··· GIVEN RECORDS

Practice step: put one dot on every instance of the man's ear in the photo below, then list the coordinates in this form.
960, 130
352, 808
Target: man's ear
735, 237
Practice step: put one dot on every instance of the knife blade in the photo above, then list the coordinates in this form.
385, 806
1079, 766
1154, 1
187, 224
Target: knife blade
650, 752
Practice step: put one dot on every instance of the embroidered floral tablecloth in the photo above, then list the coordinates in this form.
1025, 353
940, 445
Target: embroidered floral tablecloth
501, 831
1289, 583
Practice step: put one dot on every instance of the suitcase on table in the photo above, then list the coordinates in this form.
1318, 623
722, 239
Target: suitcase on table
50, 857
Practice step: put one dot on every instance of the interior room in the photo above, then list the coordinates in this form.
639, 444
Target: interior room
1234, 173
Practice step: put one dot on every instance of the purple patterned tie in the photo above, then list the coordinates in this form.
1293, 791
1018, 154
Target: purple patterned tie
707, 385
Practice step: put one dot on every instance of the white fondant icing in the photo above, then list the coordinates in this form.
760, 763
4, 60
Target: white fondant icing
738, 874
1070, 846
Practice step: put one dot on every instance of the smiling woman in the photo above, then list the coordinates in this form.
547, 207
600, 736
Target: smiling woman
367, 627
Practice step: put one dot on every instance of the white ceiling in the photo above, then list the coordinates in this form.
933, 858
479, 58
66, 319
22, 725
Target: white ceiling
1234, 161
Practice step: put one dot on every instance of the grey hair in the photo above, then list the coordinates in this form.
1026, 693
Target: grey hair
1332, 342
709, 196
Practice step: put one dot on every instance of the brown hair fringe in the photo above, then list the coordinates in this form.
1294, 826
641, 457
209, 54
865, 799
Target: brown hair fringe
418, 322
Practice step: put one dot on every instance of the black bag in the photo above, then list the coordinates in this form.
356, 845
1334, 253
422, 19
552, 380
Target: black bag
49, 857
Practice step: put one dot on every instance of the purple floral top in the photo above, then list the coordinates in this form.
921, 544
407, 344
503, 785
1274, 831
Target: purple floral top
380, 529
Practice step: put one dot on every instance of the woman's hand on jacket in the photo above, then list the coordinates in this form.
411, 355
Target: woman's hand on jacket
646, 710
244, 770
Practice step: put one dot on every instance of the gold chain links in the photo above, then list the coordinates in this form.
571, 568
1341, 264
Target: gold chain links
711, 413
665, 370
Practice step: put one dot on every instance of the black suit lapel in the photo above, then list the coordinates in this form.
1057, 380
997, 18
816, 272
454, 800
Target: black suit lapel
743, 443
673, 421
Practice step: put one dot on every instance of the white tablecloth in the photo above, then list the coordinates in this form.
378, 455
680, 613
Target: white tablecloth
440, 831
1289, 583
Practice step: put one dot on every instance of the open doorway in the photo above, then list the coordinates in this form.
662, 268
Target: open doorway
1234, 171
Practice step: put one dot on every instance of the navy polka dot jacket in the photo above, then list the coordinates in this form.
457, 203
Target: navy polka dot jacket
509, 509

······

Write out all of the records exactly as they stand above.

ANSWER ▸
Practice step: put one dot on every instance of the man's ear in the photo below, then list the coordinates in this form.
960, 130
352, 808
Target: man's ear
735, 237
Practice step: put one dot on every instance of the knife blade in the photo above, then list the coordinates in this form.
385, 806
1079, 766
1154, 1
187, 224
Target: knife blade
650, 752
Practice step: put one dot on every instance of the embroidered floral tablecloth in the photo above, then list the coordinates in this form.
1025, 353
940, 445
Target: embroidered floral tablecloth
501, 831
1289, 583
Practice step: put one dot on every instance of the suitcase on table in the photo above, then list the coordinates in this form.
1318, 623
722, 239
Target: suitcase on table
50, 857
Practice step: put one dot on every instance of the interior room in the photo above, then list the coordinates in this form.
639, 444
Target: interior room
1234, 173
Practice step: put one dot on every instance of the purple patterned tie in the photo above, then list the coordinates in this form.
1293, 791
1018, 154
Target: purple patterned tie
707, 385
Practice step: put one dot on every instance of the white fondant icing in the photo above, then list the coordinates in this form.
760, 763
4, 60
Target: white fondant icing
738, 874
1070, 846
Practice step: put one dot on every instance of the smiling woman in the photo above, then list the coordinates in this form.
547, 207
600, 736
Target: smiling woman
367, 627
Practice step: put one dot on every instance of the white ceiling in the photo above, then list the coordinates in this form.
933, 858
479, 58
66, 319
22, 725
Target: white ceiling
1234, 161
Practice step: put one dot on every instance of the grey hair in the photo above, then list the coordinates in this form.
1026, 693
Target: grey hair
1332, 342
709, 196
Practice step: put one dot on every instance of the brown hair fringe in the photo above, then list the coordinates in this form.
1294, 826
641, 457
209, 54
865, 799
Target: brown hair fringe
418, 322
Practice step: put one dot on every instance of the black bag in the photo above, then list the coordinates in this form.
356, 845
1334, 253
422, 19
552, 380
Target: black bag
49, 857
Practice step: put one dot on every instance of the purple floral top in the photo above, then list the coordinates in this form.
921, 544
407, 344
503, 785
1274, 831
Target: purple floral top
380, 529
Practice step: put one dot on every instance of the woman's hand on jacket in the photo above, then list the coordinates in this form.
411, 355
Target: woman's hand on jacket
646, 710
244, 770
Practice step: put one dot on every instance of the gold chain links in the photo above, then list the coordinates in this form.
571, 568
1341, 264
Target: gold chain links
711, 413
665, 370
Practice step: put one dot on every instance of the black suit lapel in the photo above, then list the coordinates in this form.
1057, 380
997, 18
816, 272
454, 800
Target: black suit lapel
743, 443
673, 421
Practice step: put one dot on every instance of the white tablecloth in the photo above, then list the coordinates in this form.
378, 455
680, 613
Target: white tablecloth
440, 831
1289, 583
Practice step: put one dot on every instance of the open doorway in the photo above, then list the coordinates in this form.
662, 268
Target: open doorway
1234, 171
Practice step: put one dot on every instance of the navy polka dot jacket in the photo above, then list the coordinates in this form.
457, 203
Target: navy polka dot jacket
509, 509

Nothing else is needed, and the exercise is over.